↓↓↓

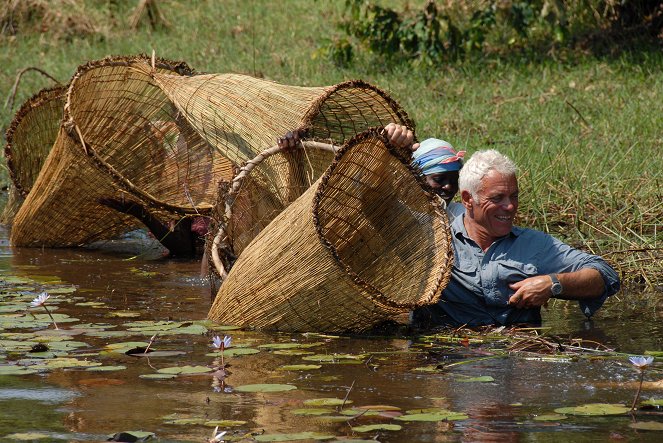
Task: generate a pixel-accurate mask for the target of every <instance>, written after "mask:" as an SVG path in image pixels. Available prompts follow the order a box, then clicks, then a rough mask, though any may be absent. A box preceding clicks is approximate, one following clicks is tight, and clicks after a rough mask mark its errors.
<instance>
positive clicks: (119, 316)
mask: <svg viewBox="0 0 663 443" xmlns="http://www.w3.org/2000/svg"><path fill="white" fill-rule="evenodd" d="M106 316H108V317H119V318H137V317H140V312H134V311H111V312H108V313H107V314H106Z"/></svg>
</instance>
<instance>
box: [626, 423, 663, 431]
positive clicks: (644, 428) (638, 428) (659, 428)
mask: <svg viewBox="0 0 663 443" xmlns="http://www.w3.org/2000/svg"><path fill="white" fill-rule="evenodd" d="M628 426H629V428H633V429H638V430H641V431H663V423H661V422H658V421H636V422H635V423H630V424H629V425H628Z"/></svg>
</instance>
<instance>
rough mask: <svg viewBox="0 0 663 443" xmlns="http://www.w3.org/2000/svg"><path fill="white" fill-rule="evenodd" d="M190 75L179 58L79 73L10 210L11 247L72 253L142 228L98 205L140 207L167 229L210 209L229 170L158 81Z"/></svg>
mask: <svg viewBox="0 0 663 443" xmlns="http://www.w3.org/2000/svg"><path fill="white" fill-rule="evenodd" d="M166 72H167V73H169V74H171V75H174V76H187V75H192V71H191V70H190V69H189V68H188V66H186V64H184V63H182V62H172V61H168V60H163V59H155V58H152V59H150V58H148V57H146V56H136V57H112V58H107V59H104V60H99V61H94V62H90V63H88V64H86V65H83V66H81V67H79V68H78V70H77V72H76V74H75V75H74V76H73V78H72V80H71V82H70V86H69V89H68V90H67V96H66V102H65V107H64V116H63V125H62V127H61V128H60V131H59V133H58V136H57V139H56V141H55V144H54V146H53V148H52V150H51V152H50V155H49V156H48V158H47V159H46V161H45V162H44V165H43V167H42V168H41V171H40V173H39V175H38V177H37V179H36V180H35V183H34V185H33V187H32V190H31V191H30V193H29V194H28V196H27V197H26V200H25V202H24V204H23V205H22V207H21V209H20V210H19V211H18V213H17V214H16V217H15V220H14V225H13V229H12V233H11V242H12V244H13V245H15V246H33V247H35V246H36V247H69V246H80V245H85V244H88V243H91V242H93V241H96V240H104V239H112V238H114V237H115V236H117V235H118V234H121V233H123V232H126V231H129V230H131V229H135V228H137V227H140V226H142V224H141V222H140V221H139V220H138V219H136V218H134V217H133V216H129V215H126V214H124V213H123V212H120V211H117V210H115V209H112V206H109V205H108V204H105V203H103V202H108V201H109V199H112V200H113V201H115V202H120V203H121V204H123V205H131V204H135V205H139V206H140V207H143V208H147V209H148V210H149V211H150V214H151V215H152V216H153V217H154V218H157V219H158V220H160V221H161V222H162V223H164V224H166V223H168V222H177V221H179V220H180V219H181V218H182V217H185V216H187V215H198V214H204V213H206V212H207V213H209V211H210V210H211V208H212V207H213V203H214V201H215V200H216V196H217V192H218V183H219V182H220V181H222V180H230V179H231V178H232V175H233V165H232V163H230V161H229V160H228V159H227V158H225V157H223V155H221V154H220V153H218V152H217V151H216V150H214V149H213V148H212V147H211V146H210V145H209V144H208V143H207V142H206V141H205V140H204V139H203V138H202V137H201V136H200V135H199V134H198V132H197V131H195V130H194V129H193V127H192V126H191V125H190V124H189V123H188V122H187V121H186V119H185V118H184V117H183V116H182V114H181V112H180V111H179V110H178V109H177V108H176V107H175V106H174V105H173V104H172V103H171V101H170V99H169V98H168V96H167V95H166V94H165V93H164V92H163V91H162V90H161V89H160V88H159V86H158V85H157V84H156V83H155V81H154V78H153V76H154V75H155V74H156V73H166Z"/></svg>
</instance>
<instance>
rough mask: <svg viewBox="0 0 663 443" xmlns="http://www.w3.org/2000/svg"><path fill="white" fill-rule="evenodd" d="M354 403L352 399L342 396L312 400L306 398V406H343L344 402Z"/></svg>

↑↑↑

All of the records above should be written out exactly, with the pictures left out.

**Reply:**
Task: generate a pixel-accurate mask for the target of every <instance>, written after "mask:" as an SVG path in image pixels. Available prompts follow the order a box, then clicks, then a rough mask, though any may be absent. A box preceding clicks is approximate, one following clicks is tight, and clicks after a rough mask mark its errors.
<instance>
positive clicks: (119, 316)
mask: <svg viewBox="0 0 663 443" xmlns="http://www.w3.org/2000/svg"><path fill="white" fill-rule="evenodd" d="M106 316H108V317H119V318H137V317H140V312H134V311H111V312H108V313H107V314H106Z"/></svg>
</instance>
<instance>
box: [626, 423, 663, 431]
positive clicks: (644, 428) (638, 428) (659, 428)
mask: <svg viewBox="0 0 663 443" xmlns="http://www.w3.org/2000/svg"><path fill="white" fill-rule="evenodd" d="M628 426H629V428H633V429H638V430H641V431H663V423H661V422H658V421H636V422H635V423H630V424H629V425H628Z"/></svg>
</instance>
<instance>
rough mask: <svg viewBox="0 0 663 443" xmlns="http://www.w3.org/2000/svg"><path fill="white" fill-rule="evenodd" d="M190 75L179 58L79 73L10 210L11 247L72 253L142 228L98 205L140 207L167 229L210 209L229 170L158 81Z"/></svg>
mask: <svg viewBox="0 0 663 443" xmlns="http://www.w3.org/2000/svg"><path fill="white" fill-rule="evenodd" d="M166 72H167V73H169V74H171V75H174V76H187V75H192V71H191V70H190V69H189V68H188V66H186V64H184V63H182V62H172V61H168V60H163V59H155V58H152V59H150V58H148V57H146V56H136V57H112V58H107V59H104V60H99V61H94V62H90V63H88V64H86V65H83V66H81V67H79V68H78V70H77V72H76V74H75V75H74V76H73V78H72V80H71V82H70V86H69V89H68V90H67V96H66V102H65V107H64V116H63V125H62V127H61V128H60V131H59V133H58V136H57V139H56V141H55V144H54V146H53V148H52V150H51V152H50V155H49V156H48V158H47V159H46V161H45V162H44V165H43V167H42V168H41V171H40V173H39V175H38V177H37V179H36V180H35V183H34V185H33V187H32V190H31V191H30V193H29V194H28V196H27V197H26V200H25V202H24V204H23V205H22V207H21V209H20V210H19V211H18V213H17V214H16V217H15V220H14V225H13V229H12V233H11V242H12V244H13V245H15V246H33V247H35V246H36V247H69V246H80V245H85V244H88V243H91V242H93V241H96V240H104V239H112V238H114V237H115V236H117V235H118V234H121V233H123V232H126V231H129V230H131V229H135V228H137V227H140V226H142V224H141V222H140V221H139V220H138V219H136V218H134V217H133V216H129V215H126V214H124V213H123V212H120V211H117V210H115V209H112V206H109V205H108V204H105V203H103V202H108V201H109V199H112V200H113V201H115V202H120V203H121V204H123V205H131V204H135V205H139V206H140V207H143V208H147V209H148V210H149V211H150V214H151V215H152V216H153V217H154V218H157V219H158V220H160V221H161V222H162V223H164V224H166V223H168V222H177V221H179V220H180V219H181V218H182V217H185V216H187V215H198V214H204V213H206V212H207V213H209V211H210V210H211V208H212V207H213V203H214V201H215V200H216V196H217V192H218V183H219V182H220V181H222V180H230V179H231V178H232V175H233V165H232V163H230V161H229V160H228V159H227V158H225V157H223V155H221V154H220V153H218V152H217V151H216V150H214V149H213V148H212V147H211V146H210V145H209V144H208V143H207V142H206V141H205V140H204V139H203V138H202V137H201V136H200V135H199V134H198V132H197V131H195V130H194V129H193V127H192V126H191V125H190V124H189V123H188V122H187V121H186V119H185V118H184V117H183V116H182V114H181V112H180V111H179V110H178V109H177V108H176V107H175V106H174V105H173V104H172V103H171V101H170V99H169V98H168V96H167V95H166V94H165V93H164V92H163V91H162V90H161V89H160V88H159V86H158V85H157V84H156V83H155V81H154V78H153V76H154V75H155V74H156V73H166Z"/></svg>
</instance>
<instance>
rough mask: <svg viewBox="0 0 663 443" xmlns="http://www.w3.org/2000/svg"><path fill="white" fill-rule="evenodd" d="M354 403L352 399L342 396L312 400L306 398V406H343L344 402Z"/></svg>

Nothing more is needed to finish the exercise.